#### [Task instructions]
Reproduce the records below in full and word for word, excluding pictures.

START Provided records

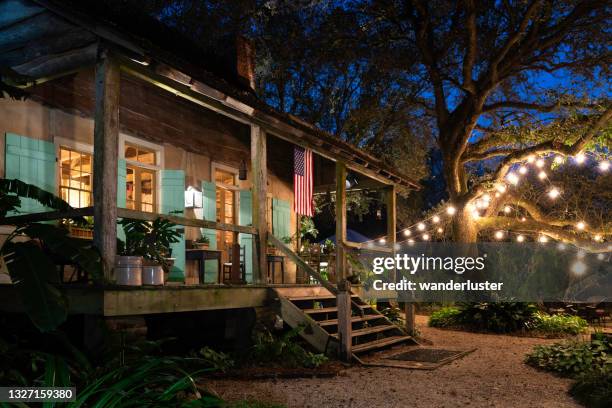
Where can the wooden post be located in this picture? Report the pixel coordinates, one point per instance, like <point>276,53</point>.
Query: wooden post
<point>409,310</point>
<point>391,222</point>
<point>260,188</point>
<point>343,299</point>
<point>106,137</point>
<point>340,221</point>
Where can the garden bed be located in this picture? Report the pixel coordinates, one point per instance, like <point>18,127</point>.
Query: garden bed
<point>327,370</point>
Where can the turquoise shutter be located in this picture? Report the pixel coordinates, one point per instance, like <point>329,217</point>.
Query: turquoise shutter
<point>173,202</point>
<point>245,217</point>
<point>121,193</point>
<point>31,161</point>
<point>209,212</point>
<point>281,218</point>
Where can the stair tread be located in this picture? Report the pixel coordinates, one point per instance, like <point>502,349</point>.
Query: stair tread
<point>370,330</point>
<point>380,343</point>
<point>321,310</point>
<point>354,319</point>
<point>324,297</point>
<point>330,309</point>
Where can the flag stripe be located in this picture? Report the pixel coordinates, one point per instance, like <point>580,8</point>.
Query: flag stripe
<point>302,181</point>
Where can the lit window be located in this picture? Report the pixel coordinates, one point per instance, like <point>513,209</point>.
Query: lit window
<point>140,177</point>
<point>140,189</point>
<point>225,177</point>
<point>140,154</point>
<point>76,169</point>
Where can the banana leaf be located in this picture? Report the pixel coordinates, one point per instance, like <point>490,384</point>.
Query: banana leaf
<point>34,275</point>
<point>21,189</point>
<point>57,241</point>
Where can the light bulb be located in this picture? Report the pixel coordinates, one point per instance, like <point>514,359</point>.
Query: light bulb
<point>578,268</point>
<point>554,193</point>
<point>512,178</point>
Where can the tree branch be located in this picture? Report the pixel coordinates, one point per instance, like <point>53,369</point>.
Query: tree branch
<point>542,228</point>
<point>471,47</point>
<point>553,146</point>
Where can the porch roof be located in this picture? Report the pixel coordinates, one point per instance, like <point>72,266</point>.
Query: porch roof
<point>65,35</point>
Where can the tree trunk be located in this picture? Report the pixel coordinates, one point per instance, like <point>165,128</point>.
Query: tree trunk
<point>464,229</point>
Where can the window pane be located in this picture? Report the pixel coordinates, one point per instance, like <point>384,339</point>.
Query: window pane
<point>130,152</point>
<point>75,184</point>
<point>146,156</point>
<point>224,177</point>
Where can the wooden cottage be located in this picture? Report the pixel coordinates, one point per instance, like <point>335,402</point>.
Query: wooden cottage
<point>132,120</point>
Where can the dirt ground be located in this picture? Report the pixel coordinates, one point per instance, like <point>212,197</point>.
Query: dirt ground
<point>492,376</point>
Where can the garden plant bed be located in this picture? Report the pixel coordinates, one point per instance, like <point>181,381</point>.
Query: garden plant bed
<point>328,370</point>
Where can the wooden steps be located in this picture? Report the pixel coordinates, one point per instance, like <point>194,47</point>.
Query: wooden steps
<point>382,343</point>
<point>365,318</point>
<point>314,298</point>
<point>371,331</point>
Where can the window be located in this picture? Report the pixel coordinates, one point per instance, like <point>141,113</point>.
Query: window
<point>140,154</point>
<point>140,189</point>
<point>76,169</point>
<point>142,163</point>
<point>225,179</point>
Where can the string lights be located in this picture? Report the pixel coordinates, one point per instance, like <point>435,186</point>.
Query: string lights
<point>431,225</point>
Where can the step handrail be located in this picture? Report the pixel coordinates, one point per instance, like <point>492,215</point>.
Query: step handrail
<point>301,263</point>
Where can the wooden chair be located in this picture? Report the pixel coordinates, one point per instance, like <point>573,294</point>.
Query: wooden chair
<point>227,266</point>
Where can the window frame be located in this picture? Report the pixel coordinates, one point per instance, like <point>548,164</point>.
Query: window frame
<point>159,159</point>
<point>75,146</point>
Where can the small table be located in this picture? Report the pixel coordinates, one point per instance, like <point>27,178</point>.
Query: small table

END Provided records

#### [Your solution]
Where can the wooden post be located in this picture? Report the pixel coordinates, one point per instance, like <point>276,53</point>.
Query: wooden post
<point>409,310</point>
<point>391,222</point>
<point>260,188</point>
<point>343,299</point>
<point>106,137</point>
<point>340,221</point>
Where can the garden bed be located in this picture? Report the pixel coordinates, one point per instance, like <point>18,127</point>.
Query: garden bed
<point>327,370</point>
Where can the turquoise shutter be located in this picture? Report the pixel coordinates, one point per instance, like <point>329,217</point>.
Query: turquoise shutter
<point>173,202</point>
<point>245,217</point>
<point>121,193</point>
<point>31,161</point>
<point>209,212</point>
<point>281,218</point>
Where can the stair tread be located in this picture? Report the pixel coordinates, one point per instance, like <point>502,349</point>.
Query: stair tread
<point>370,330</point>
<point>380,343</point>
<point>321,310</point>
<point>354,319</point>
<point>324,297</point>
<point>330,309</point>
Where can the flag stripe be located in this picture? Report the pixel coordinates, one point per instance, like <point>580,8</point>.
Query: flag stripe
<point>302,181</point>
Where can the lit window be located in this picture? Report the pixel coordinates, one point per instance, like <point>513,209</point>.
Query: lit window
<point>140,177</point>
<point>140,189</point>
<point>225,177</point>
<point>140,154</point>
<point>76,169</point>
Where can the banana leaf be located in this picture? Report the pixel coordinates, one point per instance, like <point>490,384</point>.
Query: banana leaf
<point>34,275</point>
<point>21,189</point>
<point>57,241</point>
Where can the light bulb be located in this picture? Report the pixel coordinates, one point per instance, like <point>514,359</point>.
Query: light bulb
<point>578,268</point>
<point>554,193</point>
<point>512,178</point>
Where can the tree branch be located in this picture? Report the pixel coordinates, one point per instance, like <point>53,369</point>.
Query: tree branch
<point>542,228</point>
<point>471,47</point>
<point>553,146</point>
Where can the porch roof be located in this picture? Report the pixel coordinates, one point per instance, like <point>72,266</point>.
Query: porch roof
<point>65,35</point>
Where can the tree trunk be located in this picture? Report the pixel coordinates, one point per instance, like <point>165,128</point>.
Query: tree trunk
<point>464,229</point>
Where can the window pane be located in this picture? Report the pixel coordinates, one point per instance, like <point>384,339</point>.
Query: window pane
<point>130,152</point>
<point>75,184</point>
<point>146,156</point>
<point>224,177</point>
Where can the wooden cottage be located in this picture? Report the pixel coordinates, one point per instance, like <point>335,402</point>.
Query: wooden cottage
<point>132,120</point>
Where can the dirt ground be located in this picture? Report the pixel coordinates, one point per instance, like <point>212,197</point>.
Query: dirt ground
<point>492,376</point>
Where can the garden plant bed be located in this picture? Report the pixel coordinates, one point per instance, like <point>181,381</point>.
Query: garden plant bed
<point>328,370</point>
Where can the wooden steps be located in this picture? Report the pixel coordinates, one point per instance, like <point>194,47</point>.
Query: wooden steps
<point>382,343</point>
<point>365,318</point>
<point>314,298</point>
<point>371,331</point>
Where can the window be located in this picture? Report the pixel coordinates, one point per instance, like <point>141,113</point>.
Query: window
<point>140,154</point>
<point>140,189</point>
<point>76,169</point>
<point>142,163</point>
<point>225,179</point>
Where can the string lights be located in this picture? Report the pixel coordinates, one point per instance, like <point>435,186</point>.
Query: string lights
<point>431,225</point>
Where can the step handrail be located in this picture? Report the pixel coordinates, one point per instance, like <point>492,215</point>.
Query: step handrail
<point>301,263</point>
Where can the wooden chair be located in this picture? Report the pixel coordinates, one point per instance, like <point>573,294</point>.
Query: wooden chair
<point>227,266</point>
Where can the window frame be located in this picture? Report the pixel coordinates, one point per instance, like <point>548,164</point>.
Query: window frame
<point>159,159</point>
<point>75,146</point>
Where can the small table be located in this picture? Report the pixel coordinates, one point per instance, like <point>27,178</point>.
Query: small table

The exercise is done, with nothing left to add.